» TASK DIRECTIONS: Your answer should be an exact copy of every record.

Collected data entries
BEGIN

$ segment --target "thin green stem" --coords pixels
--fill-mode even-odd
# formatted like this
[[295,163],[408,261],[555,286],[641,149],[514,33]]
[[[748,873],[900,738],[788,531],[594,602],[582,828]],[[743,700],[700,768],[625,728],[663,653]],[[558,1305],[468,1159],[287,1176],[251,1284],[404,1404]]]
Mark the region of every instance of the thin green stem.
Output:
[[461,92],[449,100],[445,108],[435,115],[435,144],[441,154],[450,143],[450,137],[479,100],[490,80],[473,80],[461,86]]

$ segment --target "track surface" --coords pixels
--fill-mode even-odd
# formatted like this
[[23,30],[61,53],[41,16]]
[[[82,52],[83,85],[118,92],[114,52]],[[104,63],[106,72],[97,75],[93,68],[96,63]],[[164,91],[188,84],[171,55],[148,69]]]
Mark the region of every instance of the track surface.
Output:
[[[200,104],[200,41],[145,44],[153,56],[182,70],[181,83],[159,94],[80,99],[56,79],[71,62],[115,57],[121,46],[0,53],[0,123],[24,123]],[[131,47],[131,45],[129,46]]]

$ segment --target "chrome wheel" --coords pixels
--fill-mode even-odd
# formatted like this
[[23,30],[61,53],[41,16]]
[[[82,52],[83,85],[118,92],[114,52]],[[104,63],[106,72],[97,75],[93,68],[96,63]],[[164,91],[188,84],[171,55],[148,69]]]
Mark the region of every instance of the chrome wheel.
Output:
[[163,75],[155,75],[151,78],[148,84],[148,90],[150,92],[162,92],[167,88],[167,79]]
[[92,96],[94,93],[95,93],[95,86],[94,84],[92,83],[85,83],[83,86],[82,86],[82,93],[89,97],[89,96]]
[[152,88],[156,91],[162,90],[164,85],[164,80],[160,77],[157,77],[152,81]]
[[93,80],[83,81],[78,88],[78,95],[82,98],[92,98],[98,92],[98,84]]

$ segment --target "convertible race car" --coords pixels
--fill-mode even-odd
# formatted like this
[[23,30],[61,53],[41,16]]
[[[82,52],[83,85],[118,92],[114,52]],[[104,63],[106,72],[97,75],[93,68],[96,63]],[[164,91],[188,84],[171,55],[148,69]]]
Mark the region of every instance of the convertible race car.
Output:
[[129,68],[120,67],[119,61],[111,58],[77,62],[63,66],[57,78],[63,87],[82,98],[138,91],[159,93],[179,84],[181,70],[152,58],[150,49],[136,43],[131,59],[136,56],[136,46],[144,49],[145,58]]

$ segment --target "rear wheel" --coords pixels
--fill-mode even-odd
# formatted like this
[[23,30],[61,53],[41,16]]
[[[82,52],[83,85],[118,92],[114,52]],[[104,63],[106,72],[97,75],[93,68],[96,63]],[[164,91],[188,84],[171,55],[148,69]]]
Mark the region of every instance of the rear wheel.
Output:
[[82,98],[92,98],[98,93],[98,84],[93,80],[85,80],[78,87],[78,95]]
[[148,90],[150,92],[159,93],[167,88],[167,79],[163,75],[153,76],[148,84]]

END

» RESPONSE TO THIS EXERCISE:
$ segment --target "thin green stem" --coords pixels
--fill-mode even-odd
# formatted like this
[[295,163],[408,261],[555,286],[641,149],[514,33]]
[[[748,873],[900,738],[788,531],[594,602],[582,828]],[[743,700],[700,768],[625,728],[663,653]],[[558,1305],[468,1159],[287,1176],[251,1284],[404,1404]]]
Mark the region of every instance of the thin green stem.
Output:
[[461,92],[449,100],[445,108],[435,115],[435,144],[441,154],[450,143],[450,137],[479,100],[490,80],[473,80],[461,86]]

$ segment --target "track surface" --coords pixels
--fill-mode even-odd
# formatted like this
[[23,30],[61,53],[41,16]]
[[[82,52],[83,85],[118,92],[114,52]],[[104,63],[106,72],[97,75],[93,68],[96,63]],[[164,91],[188,84],[171,55],[148,69]]]
Mark the region of every instance of the track surface.
Output:
[[[200,104],[200,41],[145,44],[153,56],[182,70],[181,83],[159,94],[80,99],[56,79],[71,62],[115,57],[121,46],[0,53],[0,123],[24,123]],[[131,47],[131,45],[129,46]]]

$ segment --target "chrome wheel" --coords pixels
--fill-mode even-odd
# formatted like this
[[23,30],[61,53],[41,16]]
[[[82,52],[83,85],[118,92],[114,52]],[[104,63],[106,72],[97,75],[93,68],[96,63]],[[164,91],[188,84],[171,55],[148,69]]]
Mark the region of every instance of the chrome wheel.
Output:
[[163,75],[155,75],[151,78],[148,84],[148,90],[150,92],[162,92],[167,88],[167,79]]
[[92,96],[94,93],[95,93],[95,86],[94,84],[92,83],[85,83],[83,86],[82,86],[82,93],[89,97],[89,96]]
[[152,88],[156,91],[162,90],[164,85],[164,80],[160,77],[157,77],[152,81]]
[[93,80],[83,81],[78,88],[78,95],[82,98],[92,98],[98,92],[98,84]]

$ segment --target "convertible race car" --coords pixels
--fill-mode even-odd
# formatted like this
[[23,30],[61,53],[41,16]]
[[[82,52],[83,85],[118,92],[114,52]],[[104,63],[106,72],[97,75],[93,68],[96,63]],[[164,91],[188,84],[171,55],[148,69]]]
Mark the region of every instance of the convertible race car.
Output:
[[129,68],[120,67],[119,61],[111,58],[77,62],[63,66],[57,78],[63,87],[82,98],[138,91],[159,93],[179,84],[181,70],[152,58],[150,49],[136,43],[131,59],[136,56],[136,46],[144,49],[145,58]]

$ segment --target "rear wheel" --coords pixels
--fill-mode even-odd
# formatted like this
[[23,30],[61,53],[41,16]]
[[[82,52],[83,85],[118,92],[114,52]],[[104,63],[106,72],[97,75],[93,68],[96,63]],[[164,91],[188,84],[171,55],[148,69]]]
Mark the region of every instance of the rear wheel.
Output:
[[82,98],[92,98],[98,93],[98,84],[93,80],[85,80],[78,87],[78,95]]
[[148,90],[150,92],[159,93],[167,88],[167,79],[163,75],[153,76],[148,84]]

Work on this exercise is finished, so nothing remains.